**TEXTO FORNECIDO:**

++++++++++

A estória é velha, mas como eu também sou posso contá-la. É
sobre um documentário. Acho que foi o primeiro documentário realizado. Bem, não
tenho certeza se foi o primeiro mesmo, mas digamos que é um documentário antigo
pra burro. Retratava a vida dos Inuit ou esquimós, como costumávamos dizer. Mostrava
um caçador e sua família.
Mesmo tendo sido filmado naquelas lonjuras e contado com o
relato de alguém desconhecido, logo se soube que o caçador não tinha o sonoro
nome com que era apresentado. Tampouco o homem caçava com lanças como mostrou o
filme e sim com uma arma de fogo. Sequer o iglu era o seu, tampouco a mulher e
o resto da família.
Questionado sobre a tremenda manipulação, o realizador do
filme argumentou que era papel do documentarista alterar a realidade para
melhor mostrá-la. Não sei se os contemporâneos do cineasta picareta aceitaram
tão descarado caô, mas o caso é que o homem fez escola.
Há poucos anos, o candidato derrotado nas eleições
americanas, Al Gore, lançou uma fita catastrofista sobre o aquecimento global.

++++++++++

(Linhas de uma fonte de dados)
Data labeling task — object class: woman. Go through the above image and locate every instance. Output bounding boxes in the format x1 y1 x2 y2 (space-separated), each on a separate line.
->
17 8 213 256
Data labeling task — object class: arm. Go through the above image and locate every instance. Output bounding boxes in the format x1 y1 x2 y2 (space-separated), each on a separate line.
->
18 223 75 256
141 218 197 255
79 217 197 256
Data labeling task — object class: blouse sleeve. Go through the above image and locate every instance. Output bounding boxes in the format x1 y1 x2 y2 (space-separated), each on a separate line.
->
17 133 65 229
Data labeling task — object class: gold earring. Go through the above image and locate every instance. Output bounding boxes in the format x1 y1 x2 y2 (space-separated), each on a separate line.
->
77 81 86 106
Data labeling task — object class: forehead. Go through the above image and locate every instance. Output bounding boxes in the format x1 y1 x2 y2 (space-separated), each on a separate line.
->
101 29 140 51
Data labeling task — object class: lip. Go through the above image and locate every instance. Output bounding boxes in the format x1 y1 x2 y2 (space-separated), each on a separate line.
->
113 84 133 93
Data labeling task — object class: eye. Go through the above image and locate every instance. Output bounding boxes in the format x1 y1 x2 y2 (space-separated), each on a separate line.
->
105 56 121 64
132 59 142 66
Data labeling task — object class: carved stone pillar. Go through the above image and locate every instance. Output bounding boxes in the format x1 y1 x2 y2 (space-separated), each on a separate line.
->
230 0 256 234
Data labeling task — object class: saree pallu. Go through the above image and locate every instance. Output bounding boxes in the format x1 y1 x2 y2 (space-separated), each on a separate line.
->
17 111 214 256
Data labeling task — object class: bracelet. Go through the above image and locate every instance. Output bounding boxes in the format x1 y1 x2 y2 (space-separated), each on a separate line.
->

++++++++++

**TAREFAS A FAZER:**
**1)** Passe para o inglês esta frase do texto sobre o documentário: "Tampouco o homem caçava com lanças como mostrou o filme e sim com uma arma de fogo."
**2)** Segundo o texto sobre o documentário, o que o realizador do filme argumentou quando foi questionado sobre a manipulação?
**3)** Retome o texto sobre o documentário a partir da última frase apresentada.

**RESPOSTAS POR TAREFA:**
**1)** Nor did the man hunt with spears, as the film showed, but with a firearm.

**2)** Que era papel do documentarista alterar a realidade para melhor mostrá-la.

**3)**
Segundo li, os números apresentados no documentário de Gore não eram subscritos
por nenhum cientista sério, nenhum pesquisador idôneo, nenhuma fonte crível.
Ainda assim fez grande sucesso.
Mas esses exemplos são uma pálida amostra do que vem sendo
produzido por documentaristas nos dias de hoje.
Não faz muito tempo, eu assistia o canal National Geografic
ou o Discovery, sei lá, e me deparei com uma série intitulada “Os segredos do
Reich”. O documentário falava sobre o vôo secreto que Rudolph Hess realizou
desde a Alemanha até a Inglaterra para se encontrar com membros da realeza
britânica simpatizantes do nazismo. O fato é conhecido. O Duque de Windsor
seria o hospedeiro de Hess na ilha.
O filme, que traz uma série de informações totalmente
irrelevantes sobre os aspectos técnicos do vôo, esforça-se para negar que o
duque e outros membros da realeza tivessem qualquer coisa com Hess ou que fossem
simpatizantes do nazismo, e que Hess fizera uma aventura tresloucada e sem
sentido. Ora, Hess era o segundo homem do reich e mesmo que tenha se aventurado
sem o conhecimento do Fuhrer, não o fez sem alguma certeza. Deu azar, foi pego
por uns camponeses tão logo pousou. Passou a guerra e o resto de sua vida numa
prisão inglesa e não sei se alguém tentou entrevistá-lo para saber de sua
versão dos fatos e... produzir um filme documental.
Não é o único documentário exibido nos canais “culturais”
americanos que torcem os fatos para melhor acomodá-los aos interesses de hoje.
Antes, esse papel de distorcer e manipular era desempenhado
pela ficção de Hollywood. (Há muitos americanos que acreditam que os EE.UU venceram
a guerra do Vietnam graças as peripécias de Rambo mostradas nas telas). Agora são os documentaristas a soldo que nos
querem levar ao erro, ao equívoco.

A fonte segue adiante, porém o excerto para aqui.